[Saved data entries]
------------------------------------------------

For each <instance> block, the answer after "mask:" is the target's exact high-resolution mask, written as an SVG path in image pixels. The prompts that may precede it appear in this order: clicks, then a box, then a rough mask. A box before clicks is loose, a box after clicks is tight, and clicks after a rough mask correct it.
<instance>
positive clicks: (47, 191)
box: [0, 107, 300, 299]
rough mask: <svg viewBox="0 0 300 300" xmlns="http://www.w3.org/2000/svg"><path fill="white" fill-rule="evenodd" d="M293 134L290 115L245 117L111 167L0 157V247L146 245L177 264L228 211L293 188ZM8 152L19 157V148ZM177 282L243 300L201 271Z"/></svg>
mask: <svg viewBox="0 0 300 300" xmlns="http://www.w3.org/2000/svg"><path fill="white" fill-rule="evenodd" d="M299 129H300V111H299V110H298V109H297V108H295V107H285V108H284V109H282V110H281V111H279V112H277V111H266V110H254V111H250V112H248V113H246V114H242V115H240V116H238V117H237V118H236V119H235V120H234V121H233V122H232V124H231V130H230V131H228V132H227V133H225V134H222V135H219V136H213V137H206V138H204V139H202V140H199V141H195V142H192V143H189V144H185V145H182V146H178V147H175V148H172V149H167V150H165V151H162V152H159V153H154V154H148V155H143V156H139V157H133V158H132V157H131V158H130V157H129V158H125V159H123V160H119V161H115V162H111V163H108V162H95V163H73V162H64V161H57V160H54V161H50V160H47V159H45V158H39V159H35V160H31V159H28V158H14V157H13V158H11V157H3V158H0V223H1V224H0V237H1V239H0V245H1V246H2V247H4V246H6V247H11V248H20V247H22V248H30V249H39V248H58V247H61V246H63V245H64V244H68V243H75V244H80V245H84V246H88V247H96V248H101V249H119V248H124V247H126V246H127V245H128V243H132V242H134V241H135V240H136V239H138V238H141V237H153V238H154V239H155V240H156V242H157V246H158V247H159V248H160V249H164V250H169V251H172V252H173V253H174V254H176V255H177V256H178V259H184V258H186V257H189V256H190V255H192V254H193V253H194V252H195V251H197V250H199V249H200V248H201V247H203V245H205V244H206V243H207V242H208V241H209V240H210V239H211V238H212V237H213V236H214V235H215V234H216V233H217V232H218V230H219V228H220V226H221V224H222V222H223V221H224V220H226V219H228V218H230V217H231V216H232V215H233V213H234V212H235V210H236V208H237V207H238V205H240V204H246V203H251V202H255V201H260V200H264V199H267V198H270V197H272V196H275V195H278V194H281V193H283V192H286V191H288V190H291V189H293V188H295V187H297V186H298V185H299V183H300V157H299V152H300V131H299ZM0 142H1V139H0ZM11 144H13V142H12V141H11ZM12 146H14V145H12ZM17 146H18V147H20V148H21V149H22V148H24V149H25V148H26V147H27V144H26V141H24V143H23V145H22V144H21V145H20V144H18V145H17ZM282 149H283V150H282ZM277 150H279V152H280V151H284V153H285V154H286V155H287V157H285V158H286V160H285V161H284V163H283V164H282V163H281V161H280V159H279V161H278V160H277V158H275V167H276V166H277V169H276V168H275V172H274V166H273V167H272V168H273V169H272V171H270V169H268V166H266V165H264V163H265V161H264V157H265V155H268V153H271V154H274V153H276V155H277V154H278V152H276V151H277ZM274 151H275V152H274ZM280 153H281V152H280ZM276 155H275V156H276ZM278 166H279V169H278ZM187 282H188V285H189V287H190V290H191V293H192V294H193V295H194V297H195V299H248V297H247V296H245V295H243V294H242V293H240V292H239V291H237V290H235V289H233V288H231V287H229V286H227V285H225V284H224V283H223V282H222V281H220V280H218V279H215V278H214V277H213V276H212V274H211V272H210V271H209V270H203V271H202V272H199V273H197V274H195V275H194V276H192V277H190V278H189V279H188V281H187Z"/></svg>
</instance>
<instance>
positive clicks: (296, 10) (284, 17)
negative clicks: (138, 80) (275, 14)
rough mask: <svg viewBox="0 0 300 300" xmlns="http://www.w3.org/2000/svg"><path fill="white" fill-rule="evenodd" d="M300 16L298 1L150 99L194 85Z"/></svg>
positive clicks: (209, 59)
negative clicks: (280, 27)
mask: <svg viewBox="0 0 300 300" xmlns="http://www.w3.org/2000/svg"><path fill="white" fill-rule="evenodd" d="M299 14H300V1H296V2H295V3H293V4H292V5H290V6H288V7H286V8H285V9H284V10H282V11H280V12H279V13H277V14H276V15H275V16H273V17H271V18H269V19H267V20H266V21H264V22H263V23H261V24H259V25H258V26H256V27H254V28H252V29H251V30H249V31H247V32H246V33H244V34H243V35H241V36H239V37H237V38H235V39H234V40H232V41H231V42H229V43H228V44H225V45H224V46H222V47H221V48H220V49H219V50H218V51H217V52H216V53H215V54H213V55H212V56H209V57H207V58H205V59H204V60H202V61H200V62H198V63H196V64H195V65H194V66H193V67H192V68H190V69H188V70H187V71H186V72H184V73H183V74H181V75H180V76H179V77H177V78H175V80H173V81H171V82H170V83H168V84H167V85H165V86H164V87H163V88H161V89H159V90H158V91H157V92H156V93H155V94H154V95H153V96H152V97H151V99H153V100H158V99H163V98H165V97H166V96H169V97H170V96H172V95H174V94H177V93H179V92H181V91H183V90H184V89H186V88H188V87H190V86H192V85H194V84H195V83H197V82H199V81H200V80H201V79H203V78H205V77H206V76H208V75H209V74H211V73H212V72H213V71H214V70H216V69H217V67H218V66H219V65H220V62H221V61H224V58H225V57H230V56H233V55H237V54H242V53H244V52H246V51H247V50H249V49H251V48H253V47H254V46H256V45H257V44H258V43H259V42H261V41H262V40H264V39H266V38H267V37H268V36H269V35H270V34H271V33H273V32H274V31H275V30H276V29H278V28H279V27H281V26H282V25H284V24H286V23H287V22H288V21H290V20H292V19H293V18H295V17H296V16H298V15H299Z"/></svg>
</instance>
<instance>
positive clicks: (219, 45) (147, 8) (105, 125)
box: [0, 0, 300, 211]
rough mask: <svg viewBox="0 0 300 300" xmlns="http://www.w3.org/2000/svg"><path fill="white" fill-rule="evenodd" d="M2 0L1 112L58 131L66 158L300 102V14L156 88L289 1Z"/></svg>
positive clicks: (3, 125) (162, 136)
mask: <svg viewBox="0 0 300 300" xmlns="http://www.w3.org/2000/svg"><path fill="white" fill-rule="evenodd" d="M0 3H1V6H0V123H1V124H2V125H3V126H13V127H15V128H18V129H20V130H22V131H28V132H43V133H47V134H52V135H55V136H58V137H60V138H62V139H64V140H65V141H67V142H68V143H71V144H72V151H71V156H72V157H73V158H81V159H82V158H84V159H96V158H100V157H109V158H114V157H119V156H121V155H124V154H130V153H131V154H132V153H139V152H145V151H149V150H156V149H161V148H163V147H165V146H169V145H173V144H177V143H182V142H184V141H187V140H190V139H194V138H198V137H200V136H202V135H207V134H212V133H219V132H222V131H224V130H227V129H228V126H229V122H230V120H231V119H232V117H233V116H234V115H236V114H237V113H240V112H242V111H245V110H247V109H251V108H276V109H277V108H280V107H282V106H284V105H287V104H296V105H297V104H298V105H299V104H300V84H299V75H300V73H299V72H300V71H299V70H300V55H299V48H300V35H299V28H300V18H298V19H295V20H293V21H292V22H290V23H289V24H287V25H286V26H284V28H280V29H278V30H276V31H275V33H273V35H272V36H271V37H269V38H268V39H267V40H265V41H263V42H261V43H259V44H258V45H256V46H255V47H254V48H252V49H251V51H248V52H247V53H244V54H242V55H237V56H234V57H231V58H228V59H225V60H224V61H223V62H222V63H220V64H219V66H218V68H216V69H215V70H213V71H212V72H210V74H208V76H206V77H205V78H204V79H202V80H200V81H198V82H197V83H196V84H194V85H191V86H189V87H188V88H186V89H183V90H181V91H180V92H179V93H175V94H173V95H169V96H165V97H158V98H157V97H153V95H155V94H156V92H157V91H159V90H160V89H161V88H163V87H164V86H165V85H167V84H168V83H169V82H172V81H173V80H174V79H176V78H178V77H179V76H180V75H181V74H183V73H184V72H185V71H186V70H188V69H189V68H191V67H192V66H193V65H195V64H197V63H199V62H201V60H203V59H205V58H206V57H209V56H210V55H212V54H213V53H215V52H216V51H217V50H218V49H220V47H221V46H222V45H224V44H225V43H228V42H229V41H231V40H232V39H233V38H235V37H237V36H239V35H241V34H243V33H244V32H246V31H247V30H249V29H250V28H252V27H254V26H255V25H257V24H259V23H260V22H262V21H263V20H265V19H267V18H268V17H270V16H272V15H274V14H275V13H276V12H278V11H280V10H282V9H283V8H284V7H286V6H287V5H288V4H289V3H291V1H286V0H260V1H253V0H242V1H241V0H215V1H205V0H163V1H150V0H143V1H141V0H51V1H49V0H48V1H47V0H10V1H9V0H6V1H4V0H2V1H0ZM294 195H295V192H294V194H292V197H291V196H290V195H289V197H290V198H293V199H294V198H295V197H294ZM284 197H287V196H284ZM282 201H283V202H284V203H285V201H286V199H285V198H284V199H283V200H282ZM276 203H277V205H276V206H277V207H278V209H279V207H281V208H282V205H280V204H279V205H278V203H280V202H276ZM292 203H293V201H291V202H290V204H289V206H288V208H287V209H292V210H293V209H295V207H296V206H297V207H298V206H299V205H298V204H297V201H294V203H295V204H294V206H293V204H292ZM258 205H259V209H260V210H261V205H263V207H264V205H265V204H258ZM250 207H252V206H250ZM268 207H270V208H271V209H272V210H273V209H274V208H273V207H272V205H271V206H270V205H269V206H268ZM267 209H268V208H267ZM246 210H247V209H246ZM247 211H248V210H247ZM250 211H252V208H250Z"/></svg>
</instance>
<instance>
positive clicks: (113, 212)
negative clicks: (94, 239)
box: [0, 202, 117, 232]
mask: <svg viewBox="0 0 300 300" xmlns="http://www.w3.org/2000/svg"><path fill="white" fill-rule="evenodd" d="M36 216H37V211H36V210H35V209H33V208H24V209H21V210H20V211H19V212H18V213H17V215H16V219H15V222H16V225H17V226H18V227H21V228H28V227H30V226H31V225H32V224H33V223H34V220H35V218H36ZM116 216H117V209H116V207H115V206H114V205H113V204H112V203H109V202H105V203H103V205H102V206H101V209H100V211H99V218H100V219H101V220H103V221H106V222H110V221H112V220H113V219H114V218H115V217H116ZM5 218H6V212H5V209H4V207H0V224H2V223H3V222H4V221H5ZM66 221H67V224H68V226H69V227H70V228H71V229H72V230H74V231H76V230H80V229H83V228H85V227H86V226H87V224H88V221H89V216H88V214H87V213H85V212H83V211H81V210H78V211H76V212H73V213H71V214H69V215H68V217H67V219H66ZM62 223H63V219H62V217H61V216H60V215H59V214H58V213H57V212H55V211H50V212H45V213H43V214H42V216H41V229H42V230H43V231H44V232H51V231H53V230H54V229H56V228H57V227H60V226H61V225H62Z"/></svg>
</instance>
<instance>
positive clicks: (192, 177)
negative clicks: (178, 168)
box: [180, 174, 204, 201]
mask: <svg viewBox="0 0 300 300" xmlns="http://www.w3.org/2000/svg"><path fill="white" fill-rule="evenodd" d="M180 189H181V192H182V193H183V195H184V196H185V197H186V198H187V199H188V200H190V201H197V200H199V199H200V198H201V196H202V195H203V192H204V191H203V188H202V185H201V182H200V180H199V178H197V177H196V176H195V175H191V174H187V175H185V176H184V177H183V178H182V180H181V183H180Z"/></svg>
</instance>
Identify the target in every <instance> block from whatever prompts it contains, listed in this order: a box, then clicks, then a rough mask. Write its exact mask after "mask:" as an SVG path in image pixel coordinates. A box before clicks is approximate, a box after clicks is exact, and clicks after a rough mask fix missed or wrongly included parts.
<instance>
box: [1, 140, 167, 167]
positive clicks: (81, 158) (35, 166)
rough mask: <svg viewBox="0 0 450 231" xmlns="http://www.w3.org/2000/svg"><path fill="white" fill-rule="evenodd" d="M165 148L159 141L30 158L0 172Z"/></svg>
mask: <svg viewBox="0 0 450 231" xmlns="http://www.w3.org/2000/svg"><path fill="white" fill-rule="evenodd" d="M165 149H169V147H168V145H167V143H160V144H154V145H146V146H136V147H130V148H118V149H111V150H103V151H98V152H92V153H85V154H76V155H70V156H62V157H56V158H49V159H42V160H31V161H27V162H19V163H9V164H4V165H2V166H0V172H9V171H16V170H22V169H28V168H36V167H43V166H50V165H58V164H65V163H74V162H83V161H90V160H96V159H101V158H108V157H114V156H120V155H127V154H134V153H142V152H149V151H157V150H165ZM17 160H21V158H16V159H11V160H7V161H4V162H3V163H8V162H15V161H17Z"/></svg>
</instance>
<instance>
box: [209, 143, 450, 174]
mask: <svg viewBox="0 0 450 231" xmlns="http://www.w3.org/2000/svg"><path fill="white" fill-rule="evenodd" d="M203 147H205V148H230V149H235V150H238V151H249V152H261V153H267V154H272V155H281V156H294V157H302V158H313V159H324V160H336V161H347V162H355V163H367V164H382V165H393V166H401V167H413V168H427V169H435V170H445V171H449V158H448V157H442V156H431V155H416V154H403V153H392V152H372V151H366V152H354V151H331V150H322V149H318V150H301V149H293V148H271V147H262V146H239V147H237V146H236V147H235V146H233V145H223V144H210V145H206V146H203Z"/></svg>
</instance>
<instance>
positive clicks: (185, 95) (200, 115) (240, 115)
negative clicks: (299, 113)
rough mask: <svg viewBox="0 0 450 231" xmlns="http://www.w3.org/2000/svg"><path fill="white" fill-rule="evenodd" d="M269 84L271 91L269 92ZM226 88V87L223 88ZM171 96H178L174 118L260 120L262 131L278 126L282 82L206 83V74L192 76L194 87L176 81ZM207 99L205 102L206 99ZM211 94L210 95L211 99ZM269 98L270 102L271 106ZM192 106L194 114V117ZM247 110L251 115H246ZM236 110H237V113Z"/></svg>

------------------------------------------------

From the records above, pull out each line that has "then".

For each <instance> block, the answer after "mask:" is the target's exact high-resolution mask, written as an SVG path in image pixels. The prompts that may precede it appear in this order: clicks, then a box, then a rough mask. A box before clicks is loose, a box after clicks is tight, and clicks after a rough mask correct it.
Identify the target in every <instance> block from whatever prompts it contains, listed in this order: a box, then clicks, then a rough mask. Write its exact mask after "mask:" as an SVG path in image pixel coordinates. A box before clicks is approximate, a box after clicks is exact, and clicks after a rough mask fix missed or wrongly included parts.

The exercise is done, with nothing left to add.